> Reading passage:
I’ve just been reading to my wife. Some nights it’s hard for her to get to sleep, and it helps when I read aloud to her. It can be hard to decide what to read, though. Obviously, it doesn’t help to read anything that’s too exciting. Then again, some works bore her to distraction, and others are just off-putting.
For a while I was reading her stories by P. G. Wodehouse, one of my favorite authors. Those went well until I got to a dialog of Beans, Eggs, and Kumquats, or some such. I expect the occasional “old bean” now and then, but this story didn’t admit to a single human in the few pages I read, only groceries. I guess it was making fun of some British idiom, but I never tried to figure that out. Shea found the literary device so irritating that it put her off Wodehouse entirely, and I haven’t tried him on her again.
Another book that went over well was Mark Twain’s The Innocents Abroad. I’m not sure why I stopped reading that to her, except perhaps that we only have it on Kindle. The Kindle is great, but it is inconvenient to pass back and forth if Shea’s been using it for her daytime reading. I can’t afford to buy a second one, at least not now.
Recently I tried picking passages out of an old English Lit reader, but that’s hit or miss. Apparently I can’t help reading some things a little too dramatically, especially verse. Some of the more antiquated passages are laced with strange or unexpected words, which Shea enjoys about as much as talking food.
To be fair, there are some things that I don’t want to read. For a while I was reading aloud from the Harry Potter books, but I had to stop. They are great books, but I’ve read them all fairly recently. Also they have a good deal of dialog, which I tend to read in voices. In scenes with lots of characters this simply got too difficult. Sometimes it even made my throat hurt.

> Supplied information:
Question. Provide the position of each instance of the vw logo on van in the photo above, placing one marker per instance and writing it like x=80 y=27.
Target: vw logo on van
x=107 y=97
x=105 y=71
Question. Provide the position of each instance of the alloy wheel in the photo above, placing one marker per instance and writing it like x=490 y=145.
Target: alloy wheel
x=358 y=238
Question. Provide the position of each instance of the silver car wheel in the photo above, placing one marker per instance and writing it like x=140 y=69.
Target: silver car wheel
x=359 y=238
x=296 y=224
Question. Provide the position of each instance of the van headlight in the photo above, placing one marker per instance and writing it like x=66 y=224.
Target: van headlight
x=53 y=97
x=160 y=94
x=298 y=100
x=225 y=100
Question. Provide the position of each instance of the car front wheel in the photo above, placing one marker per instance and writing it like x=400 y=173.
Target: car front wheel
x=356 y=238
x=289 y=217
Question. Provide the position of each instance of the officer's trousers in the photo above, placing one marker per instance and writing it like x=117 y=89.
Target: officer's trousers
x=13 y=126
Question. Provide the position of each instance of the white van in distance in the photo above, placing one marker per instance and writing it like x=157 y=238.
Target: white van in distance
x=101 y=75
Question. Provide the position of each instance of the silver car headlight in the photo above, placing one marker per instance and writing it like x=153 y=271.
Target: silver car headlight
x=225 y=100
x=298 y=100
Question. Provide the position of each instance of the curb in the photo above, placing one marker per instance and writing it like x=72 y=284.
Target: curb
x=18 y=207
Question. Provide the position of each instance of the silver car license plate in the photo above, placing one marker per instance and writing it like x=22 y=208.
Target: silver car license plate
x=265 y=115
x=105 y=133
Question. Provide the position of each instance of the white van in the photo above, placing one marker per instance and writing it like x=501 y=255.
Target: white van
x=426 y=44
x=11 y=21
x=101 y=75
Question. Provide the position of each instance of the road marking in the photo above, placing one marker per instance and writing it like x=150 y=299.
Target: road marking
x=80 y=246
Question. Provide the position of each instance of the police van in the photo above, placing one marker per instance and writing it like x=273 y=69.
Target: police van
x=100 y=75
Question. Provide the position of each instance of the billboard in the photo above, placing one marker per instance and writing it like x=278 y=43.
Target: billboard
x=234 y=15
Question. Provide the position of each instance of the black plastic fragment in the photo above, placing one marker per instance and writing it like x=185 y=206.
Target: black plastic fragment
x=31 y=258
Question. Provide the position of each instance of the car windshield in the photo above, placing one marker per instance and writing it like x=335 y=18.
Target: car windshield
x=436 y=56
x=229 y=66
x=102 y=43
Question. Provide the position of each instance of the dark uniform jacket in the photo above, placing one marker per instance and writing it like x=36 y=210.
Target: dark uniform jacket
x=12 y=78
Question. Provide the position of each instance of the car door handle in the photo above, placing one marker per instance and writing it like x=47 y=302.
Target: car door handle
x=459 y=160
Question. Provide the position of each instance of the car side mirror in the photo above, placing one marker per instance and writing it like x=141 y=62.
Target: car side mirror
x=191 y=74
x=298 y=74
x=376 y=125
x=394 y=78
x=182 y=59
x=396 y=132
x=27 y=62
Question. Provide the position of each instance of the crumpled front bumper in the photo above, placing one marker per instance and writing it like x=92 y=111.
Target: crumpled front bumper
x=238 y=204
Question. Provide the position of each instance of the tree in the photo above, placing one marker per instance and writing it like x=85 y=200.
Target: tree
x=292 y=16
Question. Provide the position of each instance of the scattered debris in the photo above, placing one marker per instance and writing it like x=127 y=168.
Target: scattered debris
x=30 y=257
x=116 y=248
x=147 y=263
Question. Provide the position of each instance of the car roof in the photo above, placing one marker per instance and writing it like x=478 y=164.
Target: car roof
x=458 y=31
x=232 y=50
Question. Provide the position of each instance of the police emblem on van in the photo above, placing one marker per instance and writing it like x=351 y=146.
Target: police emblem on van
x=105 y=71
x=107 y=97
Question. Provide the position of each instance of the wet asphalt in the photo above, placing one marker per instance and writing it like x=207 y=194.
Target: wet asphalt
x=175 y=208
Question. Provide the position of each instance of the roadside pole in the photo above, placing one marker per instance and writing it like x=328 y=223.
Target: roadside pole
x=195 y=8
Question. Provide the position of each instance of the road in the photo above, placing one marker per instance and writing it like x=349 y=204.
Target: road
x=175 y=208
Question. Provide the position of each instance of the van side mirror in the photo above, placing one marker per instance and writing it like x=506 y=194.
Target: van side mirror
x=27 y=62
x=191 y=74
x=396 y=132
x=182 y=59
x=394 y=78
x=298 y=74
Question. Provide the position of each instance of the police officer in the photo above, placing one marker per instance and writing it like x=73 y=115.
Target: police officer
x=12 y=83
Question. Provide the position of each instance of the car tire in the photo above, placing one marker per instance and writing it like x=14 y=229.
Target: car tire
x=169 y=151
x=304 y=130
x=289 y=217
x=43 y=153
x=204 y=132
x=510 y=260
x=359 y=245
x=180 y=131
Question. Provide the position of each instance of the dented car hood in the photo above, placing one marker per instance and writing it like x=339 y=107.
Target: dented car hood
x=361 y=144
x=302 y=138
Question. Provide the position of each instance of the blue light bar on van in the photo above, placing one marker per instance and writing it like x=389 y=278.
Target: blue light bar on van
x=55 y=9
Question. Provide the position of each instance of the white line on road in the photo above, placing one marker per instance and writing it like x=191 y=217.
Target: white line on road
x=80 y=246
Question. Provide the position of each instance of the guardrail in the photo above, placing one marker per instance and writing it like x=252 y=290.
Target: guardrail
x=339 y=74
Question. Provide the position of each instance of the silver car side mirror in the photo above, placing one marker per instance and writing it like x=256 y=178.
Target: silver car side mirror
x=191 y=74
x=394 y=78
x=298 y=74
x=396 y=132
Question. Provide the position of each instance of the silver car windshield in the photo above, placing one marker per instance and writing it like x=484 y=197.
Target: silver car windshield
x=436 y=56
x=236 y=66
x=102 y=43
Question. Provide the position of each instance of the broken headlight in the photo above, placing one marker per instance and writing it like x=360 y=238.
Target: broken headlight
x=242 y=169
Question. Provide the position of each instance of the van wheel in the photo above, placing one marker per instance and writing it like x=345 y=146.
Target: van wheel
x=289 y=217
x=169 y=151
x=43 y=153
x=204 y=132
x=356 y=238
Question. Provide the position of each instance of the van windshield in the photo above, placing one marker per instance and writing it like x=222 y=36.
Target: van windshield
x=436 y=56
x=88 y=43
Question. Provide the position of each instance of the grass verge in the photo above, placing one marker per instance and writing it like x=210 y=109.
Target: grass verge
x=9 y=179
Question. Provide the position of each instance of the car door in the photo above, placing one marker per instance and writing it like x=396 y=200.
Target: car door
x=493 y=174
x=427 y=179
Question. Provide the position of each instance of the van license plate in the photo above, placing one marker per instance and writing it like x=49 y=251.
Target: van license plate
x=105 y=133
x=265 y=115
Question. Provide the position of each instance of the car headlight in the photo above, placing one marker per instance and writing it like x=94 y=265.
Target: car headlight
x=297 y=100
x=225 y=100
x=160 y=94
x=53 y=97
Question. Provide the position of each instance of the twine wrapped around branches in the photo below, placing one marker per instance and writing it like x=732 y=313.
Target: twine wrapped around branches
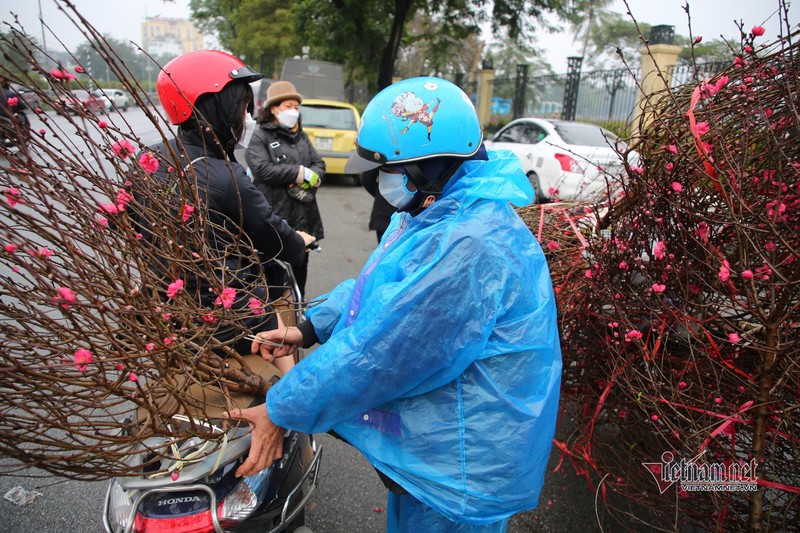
x=98 y=350
x=680 y=311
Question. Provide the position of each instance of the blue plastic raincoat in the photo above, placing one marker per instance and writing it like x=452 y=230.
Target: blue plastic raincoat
x=441 y=363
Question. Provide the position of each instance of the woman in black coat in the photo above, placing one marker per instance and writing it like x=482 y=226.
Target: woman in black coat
x=285 y=166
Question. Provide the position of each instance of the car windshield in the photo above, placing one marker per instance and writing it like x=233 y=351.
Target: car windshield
x=337 y=118
x=584 y=134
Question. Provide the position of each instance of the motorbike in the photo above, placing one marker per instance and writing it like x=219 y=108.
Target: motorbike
x=206 y=496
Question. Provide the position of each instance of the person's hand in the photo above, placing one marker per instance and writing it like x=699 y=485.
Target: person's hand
x=308 y=240
x=310 y=179
x=277 y=343
x=266 y=439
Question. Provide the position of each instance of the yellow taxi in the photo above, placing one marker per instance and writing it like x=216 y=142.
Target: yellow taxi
x=332 y=127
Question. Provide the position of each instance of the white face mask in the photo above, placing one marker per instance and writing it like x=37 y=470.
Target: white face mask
x=392 y=186
x=288 y=118
x=249 y=128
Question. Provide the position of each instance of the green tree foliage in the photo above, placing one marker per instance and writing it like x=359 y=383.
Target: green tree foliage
x=613 y=33
x=427 y=51
x=369 y=34
x=124 y=55
x=260 y=31
x=13 y=60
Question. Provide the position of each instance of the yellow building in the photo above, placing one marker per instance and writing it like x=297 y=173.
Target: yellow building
x=170 y=36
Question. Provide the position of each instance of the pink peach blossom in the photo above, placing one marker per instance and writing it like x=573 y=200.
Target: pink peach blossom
x=65 y=297
x=659 y=250
x=82 y=357
x=256 y=305
x=148 y=162
x=187 y=212
x=226 y=298
x=658 y=287
x=633 y=335
x=174 y=288
x=122 y=148
x=13 y=196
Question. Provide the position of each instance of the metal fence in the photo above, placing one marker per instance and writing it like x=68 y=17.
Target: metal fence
x=602 y=96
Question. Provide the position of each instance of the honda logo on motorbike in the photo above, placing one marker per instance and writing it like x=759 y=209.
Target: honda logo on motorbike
x=185 y=499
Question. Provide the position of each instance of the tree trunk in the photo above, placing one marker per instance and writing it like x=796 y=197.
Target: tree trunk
x=760 y=430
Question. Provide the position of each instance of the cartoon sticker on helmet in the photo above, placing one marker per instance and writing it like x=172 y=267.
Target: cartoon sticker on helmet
x=412 y=109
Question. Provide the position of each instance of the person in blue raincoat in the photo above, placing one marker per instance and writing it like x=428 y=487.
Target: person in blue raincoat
x=441 y=363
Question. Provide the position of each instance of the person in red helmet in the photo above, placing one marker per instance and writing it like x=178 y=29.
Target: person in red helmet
x=207 y=94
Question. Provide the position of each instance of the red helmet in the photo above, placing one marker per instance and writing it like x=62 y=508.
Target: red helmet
x=184 y=79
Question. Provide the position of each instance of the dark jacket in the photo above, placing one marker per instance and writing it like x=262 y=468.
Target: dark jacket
x=273 y=178
x=233 y=203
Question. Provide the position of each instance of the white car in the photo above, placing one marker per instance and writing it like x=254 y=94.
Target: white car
x=114 y=99
x=564 y=160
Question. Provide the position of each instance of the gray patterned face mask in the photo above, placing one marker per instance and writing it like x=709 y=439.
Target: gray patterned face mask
x=288 y=118
x=247 y=134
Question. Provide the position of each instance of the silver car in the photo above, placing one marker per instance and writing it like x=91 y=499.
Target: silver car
x=564 y=160
x=114 y=99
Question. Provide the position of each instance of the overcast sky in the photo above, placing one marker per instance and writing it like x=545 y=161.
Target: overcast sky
x=122 y=19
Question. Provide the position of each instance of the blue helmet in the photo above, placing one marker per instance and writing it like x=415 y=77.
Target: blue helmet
x=413 y=120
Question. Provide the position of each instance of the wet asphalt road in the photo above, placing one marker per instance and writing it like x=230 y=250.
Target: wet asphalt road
x=350 y=498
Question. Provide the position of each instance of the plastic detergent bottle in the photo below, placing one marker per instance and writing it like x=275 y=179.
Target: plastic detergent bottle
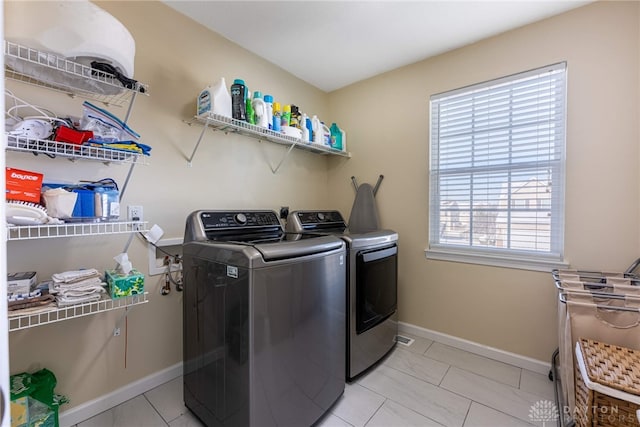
x=316 y=127
x=277 y=117
x=238 y=100
x=251 y=118
x=259 y=110
x=294 y=121
x=286 y=115
x=203 y=104
x=309 y=128
x=326 y=135
x=268 y=102
x=221 y=99
x=304 y=128
x=336 y=136
x=344 y=140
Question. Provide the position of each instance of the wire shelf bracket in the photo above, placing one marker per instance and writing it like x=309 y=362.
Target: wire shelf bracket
x=225 y=124
x=59 y=314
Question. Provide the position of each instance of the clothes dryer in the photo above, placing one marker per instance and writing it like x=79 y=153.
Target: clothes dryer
x=372 y=283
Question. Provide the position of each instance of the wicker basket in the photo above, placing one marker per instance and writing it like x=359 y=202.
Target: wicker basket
x=612 y=384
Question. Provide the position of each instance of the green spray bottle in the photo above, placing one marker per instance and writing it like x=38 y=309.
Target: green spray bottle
x=251 y=117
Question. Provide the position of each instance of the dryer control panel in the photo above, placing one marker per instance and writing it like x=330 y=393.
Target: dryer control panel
x=301 y=221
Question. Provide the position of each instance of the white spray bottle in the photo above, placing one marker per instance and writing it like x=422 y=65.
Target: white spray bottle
x=303 y=128
x=318 y=132
x=260 y=110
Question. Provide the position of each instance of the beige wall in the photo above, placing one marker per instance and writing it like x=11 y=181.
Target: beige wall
x=177 y=58
x=386 y=118
x=388 y=133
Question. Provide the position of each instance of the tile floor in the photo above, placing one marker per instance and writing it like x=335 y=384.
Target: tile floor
x=425 y=384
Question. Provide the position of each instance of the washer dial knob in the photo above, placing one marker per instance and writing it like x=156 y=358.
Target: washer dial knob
x=240 y=218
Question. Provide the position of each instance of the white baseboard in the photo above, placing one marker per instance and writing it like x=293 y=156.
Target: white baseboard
x=92 y=408
x=479 y=349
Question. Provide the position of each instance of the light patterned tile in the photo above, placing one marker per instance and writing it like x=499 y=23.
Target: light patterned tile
x=425 y=398
x=357 y=405
x=330 y=420
x=186 y=420
x=417 y=365
x=493 y=394
x=419 y=345
x=536 y=383
x=167 y=399
x=136 y=412
x=393 y=414
x=481 y=416
x=498 y=371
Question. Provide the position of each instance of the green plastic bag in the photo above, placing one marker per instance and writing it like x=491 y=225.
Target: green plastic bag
x=33 y=400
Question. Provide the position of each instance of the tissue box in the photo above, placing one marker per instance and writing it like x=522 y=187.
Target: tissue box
x=125 y=285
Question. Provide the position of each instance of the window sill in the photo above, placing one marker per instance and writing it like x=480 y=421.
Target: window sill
x=496 y=260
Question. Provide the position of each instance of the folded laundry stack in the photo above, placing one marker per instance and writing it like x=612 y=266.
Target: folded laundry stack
x=77 y=286
x=34 y=302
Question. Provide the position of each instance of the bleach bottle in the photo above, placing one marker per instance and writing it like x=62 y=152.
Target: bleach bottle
x=336 y=136
x=268 y=101
x=215 y=100
x=260 y=110
x=304 y=128
x=277 y=119
x=238 y=97
x=251 y=117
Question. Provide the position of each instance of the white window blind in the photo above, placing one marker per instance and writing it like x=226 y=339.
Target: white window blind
x=497 y=169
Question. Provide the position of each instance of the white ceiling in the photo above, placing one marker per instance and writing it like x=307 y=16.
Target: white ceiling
x=331 y=44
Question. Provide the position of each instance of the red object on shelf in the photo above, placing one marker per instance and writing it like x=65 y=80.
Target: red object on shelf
x=23 y=185
x=72 y=136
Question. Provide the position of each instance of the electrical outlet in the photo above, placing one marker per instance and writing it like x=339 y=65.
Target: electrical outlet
x=134 y=213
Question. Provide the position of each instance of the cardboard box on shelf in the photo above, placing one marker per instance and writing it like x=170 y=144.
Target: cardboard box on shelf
x=21 y=283
x=23 y=185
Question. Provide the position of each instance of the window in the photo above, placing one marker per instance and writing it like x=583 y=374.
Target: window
x=497 y=171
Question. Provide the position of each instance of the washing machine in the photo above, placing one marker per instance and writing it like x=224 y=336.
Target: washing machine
x=264 y=320
x=372 y=286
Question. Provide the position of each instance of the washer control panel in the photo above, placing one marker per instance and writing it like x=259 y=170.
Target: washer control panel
x=212 y=220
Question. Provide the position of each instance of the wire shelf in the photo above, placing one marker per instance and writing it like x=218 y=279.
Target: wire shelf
x=73 y=151
x=45 y=69
x=227 y=124
x=45 y=231
x=59 y=314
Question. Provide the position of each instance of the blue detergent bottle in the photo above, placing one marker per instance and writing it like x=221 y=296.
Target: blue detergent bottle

> What this exercise asks:
a. Summarize the text about reading aloud in two sentences.
b. According to the text about reading aloud, in what form does the couple own The Innocents Abroad?
c. List every work or author the writer has read aloud to Shea, as named in the text about reading aloud.
Use only the text about reading aloud, not the data.

> Results in order:
a. The writer reads aloud to Shea, the writer's wife, on nights when she has trouble sleeping, though choosing what to read is hard. Wodehouse stories, Mark Twain's The Innocents Abroad, passages from an old English Lit reader, and the Harry Potter books have all been tried, but each ran into a problem: an irritating literary device, the inconvenience of sharing a Kindle, overly dramatic reading and strange words, or too many character voices.

b. They have it only on Kindle.

c.
- Stories by P. G. Wodehouse
- Mark Twain's The Innocents Abroad
- Passages from an old English Lit reader
- The Harry Potter books